▼

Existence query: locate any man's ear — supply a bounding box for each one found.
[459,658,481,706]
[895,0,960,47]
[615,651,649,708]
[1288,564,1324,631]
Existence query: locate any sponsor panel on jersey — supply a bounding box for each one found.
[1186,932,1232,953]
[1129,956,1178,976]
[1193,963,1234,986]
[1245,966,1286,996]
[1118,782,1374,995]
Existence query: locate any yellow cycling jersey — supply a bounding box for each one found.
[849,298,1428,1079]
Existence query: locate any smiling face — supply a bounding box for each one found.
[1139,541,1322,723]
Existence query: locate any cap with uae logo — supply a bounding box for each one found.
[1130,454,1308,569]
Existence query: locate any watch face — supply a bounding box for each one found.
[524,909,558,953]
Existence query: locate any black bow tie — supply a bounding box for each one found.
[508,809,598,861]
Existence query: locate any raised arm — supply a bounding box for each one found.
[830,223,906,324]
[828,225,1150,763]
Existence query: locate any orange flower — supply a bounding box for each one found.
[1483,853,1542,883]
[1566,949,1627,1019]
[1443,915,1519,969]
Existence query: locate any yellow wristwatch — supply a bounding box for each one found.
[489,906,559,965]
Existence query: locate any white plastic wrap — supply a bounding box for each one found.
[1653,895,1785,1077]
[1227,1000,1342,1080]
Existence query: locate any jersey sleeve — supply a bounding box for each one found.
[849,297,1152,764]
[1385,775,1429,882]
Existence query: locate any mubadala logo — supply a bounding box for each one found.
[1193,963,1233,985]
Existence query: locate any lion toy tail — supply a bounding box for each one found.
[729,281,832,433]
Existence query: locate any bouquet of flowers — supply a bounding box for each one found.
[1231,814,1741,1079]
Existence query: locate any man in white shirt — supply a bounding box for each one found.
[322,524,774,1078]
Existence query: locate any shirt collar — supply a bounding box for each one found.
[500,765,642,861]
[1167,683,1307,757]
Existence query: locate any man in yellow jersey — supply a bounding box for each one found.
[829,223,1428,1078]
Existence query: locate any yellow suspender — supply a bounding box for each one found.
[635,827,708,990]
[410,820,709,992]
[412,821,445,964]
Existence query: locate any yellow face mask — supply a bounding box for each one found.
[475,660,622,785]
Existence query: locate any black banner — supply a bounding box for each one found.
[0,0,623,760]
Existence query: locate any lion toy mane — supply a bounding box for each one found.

▲

Exercise aim: Each entry above needs to be retyped exactly.

The completed task:
Existence query: locate any man's ear — supply a bounding box for each one found.
[459,658,481,706]
[895,0,960,47]
[615,651,649,708]
[1288,564,1324,631]
Existence query: locate any sponsor panel on jersey — supply a bounding box for each one found.
[1186,932,1232,953]
[1129,956,1178,976]
[1193,963,1234,986]
[1245,966,1286,996]
[1118,782,1374,995]
Existence query: locate any yellow cycling jersey — supply a bounding box for each one found.
[849,298,1428,1079]
Existence query: locate any smiling face — supply a bounding box for each one found.
[1139,541,1322,723]
Existence query: locate any cap with uae logo — supply a bounding box for each one found.
[1130,454,1308,569]
Existence query: locate any watch face — supply a bounding box for each one found.
[524,909,558,953]
Existence query: locate any black bow tie — supply a bounding box for each one found.
[508,809,598,861]
Existence query: locate any raised arm — supply a bounding box for each one found.
[830,223,906,324]
[828,225,1150,763]
Existence query: locate any orange flower — supply a bounding box for each one found.
[1483,853,1542,883]
[1566,949,1627,1019]
[1443,915,1519,969]
Existence query: locate any yellow wristwatch — supply a bounding box for each one found.
[489,906,559,965]
Existence query: locate any white plastic wrap — supply a bounding box for each one found.
[1653,895,1785,1077]
[1227,1000,1342,1080]
Existence query: locate any jersey sleeve — supply a bounding box for each one found.
[849,297,1152,764]
[1385,775,1429,882]
Existence query: locate any mubadala logo — supply a bounding box for each one found.
[1193,963,1233,985]
Existence query: locate any lion toy tail — supply a bounding box for each one found.
[729,281,832,433]
Existence query: locate any bouquet of flowers — supply a bounding box for each one found.
[1231,814,1741,1079]
Existence query: locate any man in white shirt — supply a bounding box for each one found.
[322,524,774,1078]
Existence query: locate any shirt collar — supply a bounding box for each one found.
[500,765,642,861]
[1167,683,1307,757]
Existence query: locate any man in yellow jersey — supply a bounding box for each one found.
[829,223,1428,1078]
Existence query: locate any yellow suspender — supply a bounding box for each one found.
[635,827,708,990]
[410,820,709,992]
[412,821,445,964]
Existence query: locate any yellow face mask — supply a bounding box for each one found.
[475,660,622,785]
Existence query: locate any black banner — supply a bounding box for each one found.
[0,0,623,760]
Existence query: locate any lion toy mane — supply a bounding box for each one found.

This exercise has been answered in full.